*** EXERCISE DATA Section Begins ***
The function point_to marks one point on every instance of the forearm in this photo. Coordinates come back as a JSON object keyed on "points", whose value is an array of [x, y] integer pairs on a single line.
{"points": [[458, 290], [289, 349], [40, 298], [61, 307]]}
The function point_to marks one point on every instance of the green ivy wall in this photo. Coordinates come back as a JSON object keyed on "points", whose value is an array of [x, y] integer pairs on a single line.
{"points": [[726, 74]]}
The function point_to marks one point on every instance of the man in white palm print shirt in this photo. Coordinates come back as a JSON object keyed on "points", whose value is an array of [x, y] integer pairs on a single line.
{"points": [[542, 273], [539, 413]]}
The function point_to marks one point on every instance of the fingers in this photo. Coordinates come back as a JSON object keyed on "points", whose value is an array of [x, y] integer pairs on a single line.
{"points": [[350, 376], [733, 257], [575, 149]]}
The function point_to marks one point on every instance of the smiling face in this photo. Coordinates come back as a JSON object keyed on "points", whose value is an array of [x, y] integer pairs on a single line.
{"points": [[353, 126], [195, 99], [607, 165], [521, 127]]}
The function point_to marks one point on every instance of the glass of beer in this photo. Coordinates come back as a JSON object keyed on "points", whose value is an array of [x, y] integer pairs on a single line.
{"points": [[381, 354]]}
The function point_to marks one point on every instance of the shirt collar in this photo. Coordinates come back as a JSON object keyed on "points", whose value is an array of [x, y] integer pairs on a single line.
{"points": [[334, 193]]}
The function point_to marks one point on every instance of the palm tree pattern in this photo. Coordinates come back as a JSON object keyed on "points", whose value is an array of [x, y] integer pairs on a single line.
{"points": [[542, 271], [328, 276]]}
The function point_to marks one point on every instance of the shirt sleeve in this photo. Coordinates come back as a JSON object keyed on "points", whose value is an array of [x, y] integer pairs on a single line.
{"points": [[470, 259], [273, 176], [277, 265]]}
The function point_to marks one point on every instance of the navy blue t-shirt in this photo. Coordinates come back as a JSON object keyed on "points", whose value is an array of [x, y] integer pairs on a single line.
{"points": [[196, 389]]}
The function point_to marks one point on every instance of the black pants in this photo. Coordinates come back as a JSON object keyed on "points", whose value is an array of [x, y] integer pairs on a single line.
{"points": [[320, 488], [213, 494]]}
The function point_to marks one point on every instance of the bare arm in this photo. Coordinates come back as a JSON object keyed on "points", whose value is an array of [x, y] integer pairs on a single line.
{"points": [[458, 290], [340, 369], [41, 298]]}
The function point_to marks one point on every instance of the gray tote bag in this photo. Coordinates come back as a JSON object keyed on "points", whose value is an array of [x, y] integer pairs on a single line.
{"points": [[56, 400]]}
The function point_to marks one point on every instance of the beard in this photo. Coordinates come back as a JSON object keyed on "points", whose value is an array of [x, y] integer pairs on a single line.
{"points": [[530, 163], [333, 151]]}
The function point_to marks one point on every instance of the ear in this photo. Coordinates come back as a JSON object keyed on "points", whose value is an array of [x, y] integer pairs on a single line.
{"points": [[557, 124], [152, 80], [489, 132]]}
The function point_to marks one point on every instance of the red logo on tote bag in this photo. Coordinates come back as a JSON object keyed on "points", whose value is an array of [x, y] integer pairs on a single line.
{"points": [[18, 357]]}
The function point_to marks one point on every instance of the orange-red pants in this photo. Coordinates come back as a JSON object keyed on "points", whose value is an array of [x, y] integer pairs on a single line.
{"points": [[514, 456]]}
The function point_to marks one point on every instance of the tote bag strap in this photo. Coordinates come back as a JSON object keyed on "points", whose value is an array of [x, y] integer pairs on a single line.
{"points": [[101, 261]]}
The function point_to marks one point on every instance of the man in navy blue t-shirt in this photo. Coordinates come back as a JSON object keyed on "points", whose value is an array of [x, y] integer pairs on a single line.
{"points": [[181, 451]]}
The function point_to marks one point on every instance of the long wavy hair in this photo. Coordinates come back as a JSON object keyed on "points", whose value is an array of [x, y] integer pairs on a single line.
*** EXERCISE DATA Section Ends ***
## WHAT TO DO
An identical copy of the preceding records should be returned.

## RESULT
The function point_to marks one point on every instance of the forearm in this photo. Coordinates come back as a JSON object keyed on "points", whose value is an array of [x, y] integer pairs on a single line.
{"points": [[458, 290], [289, 349], [40, 298], [61, 307]]}
The function point_to marks one point on every instance of the green ivy wall in this photo. Coordinates come back as a JSON object keyed on "points", whose value is an array of [x, y] integer pairs on a single line.
{"points": [[726, 74]]}
The function point_to marks one point on every instance of the man in white palm print shirt in this photo. Coordinates come back as a JSON object keyed on "points", whose value is an array of [x, y] integer pairs on a single line.
{"points": [[542, 273], [539, 413]]}
The function point_to marks one point on every instance of the fingers in this photo. Coordinates come back as a JSON object keyed on "points", whose value is an array of [x, y] integer pairs on a single line.
{"points": [[350, 376], [733, 257], [575, 149]]}
The function point_to marks one point on every instance of the smiling face in this photo. Coordinates come back as a JSON object keyed on "points", whose value is an array of [x, y] integer pairs on a single line.
{"points": [[353, 126], [195, 99], [607, 165], [521, 127]]}
The function point_to marks one point on every instance of the glass of beer in this photo. Coordinates come back as a JSON object keyed on "points", whose value is an array of [x, y] integer pairs on a single line.
{"points": [[381, 354]]}
The function point_to marks one point on every instance of the shirt collar in this photo. Coordinates come back as a JSON object keyed on "points", whose value is an array of [x, y] integer pairs on a single line.
{"points": [[334, 193]]}
The function point_to marks one point on every instance of the palm tree pattern in this photo. Coordinates come back as a JSON object keyed on "points", whose value is an array of [x, y] integer pairs on a single line.
{"points": [[542, 271], [328, 276]]}
The function point_to marks one point on every instance of the shirt sleeve in this photo. Coordinates come back as a JSON object keyed on "points", whose value is an array of [x, y] integer pairs on a single line.
{"points": [[470, 259], [273, 176], [277, 265]]}
The function point_to marks one point on every instance of the navy blue t-shirt in this photo. Coordinates come back as a JSON object keyed on "points", whose value is an array of [x, y] integer pairs on a single line.
{"points": [[196, 389]]}
The function point_to marks one point on every instance of the black pants in this photo. Coordinates come back as a JSON object keyed on "points", whose value is an array of [x, y] integer pairs on a single line.
{"points": [[320, 488], [213, 494]]}
The function point_to marks one point on every instance of the bare arm in this photo. Coordinates come back as a JSON object keyed on "points", whose value is an array of [x, y] integer pairs on a single line.
{"points": [[458, 290], [340, 369], [41, 298]]}
The function point_to marks one point on every instance of the gray tote bag in this photo. Coordinates come back as a JSON object keyed on "points", whose value is an array of [x, y] integer pairs on a single line.
{"points": [[56, 400]]}
The function point_to marks one point on every instance of the beard in this photo. Coordinates come back as a JSON object keyed on "points", whose value is an array of [x, y] integer pairs on a single line.
{"points": [[530, 163], [333, 151]]}
The function point_to marks one point on every instance of the ear in this photo. Coordinates come back as a JSON object keyed on "points", whose value is an array of [x, y] integer pairs on a single line.
{"points": [[557, 124], [152, 80], [489, 132]]}
The function point_to marks one point on every instance of the red logo on tote bag in this photo. Coordinates come back as a JSON object keyed on "points", whose value is an array of [x, y] integer pairs on a single line.
{"points": [[18, 357]]}
The function point_to marks one point on every instance of the orange-red pants in this photo. Coordinates come back as a JSON object keyed on "points", whose value is an array of [x, y] integer pairs on a single line.
{"points": [[514, 456]]}
The function point_to marks one point on every instance of the tote bag strap in this photo. Coordinates come back as a JSON object keyed on "points", whose value is an array of [x, y] integer pairs on a single line.
{"points": [[101, 261]]}
The function point_to marks one point on every instance of the man in navy blue t-shirt in this photo. Coordinates come back as a JSON object keyed on "points", whose value is an array of [x, y] integer pairs on a single line.
{"points": [[181, 451]]}
The function point_to marks one point on every instance of the long wavy hair in this photo. Coordinates come back as a JSON object keyed on "points", whose value is an array of [x, y] integer pairs on a single line.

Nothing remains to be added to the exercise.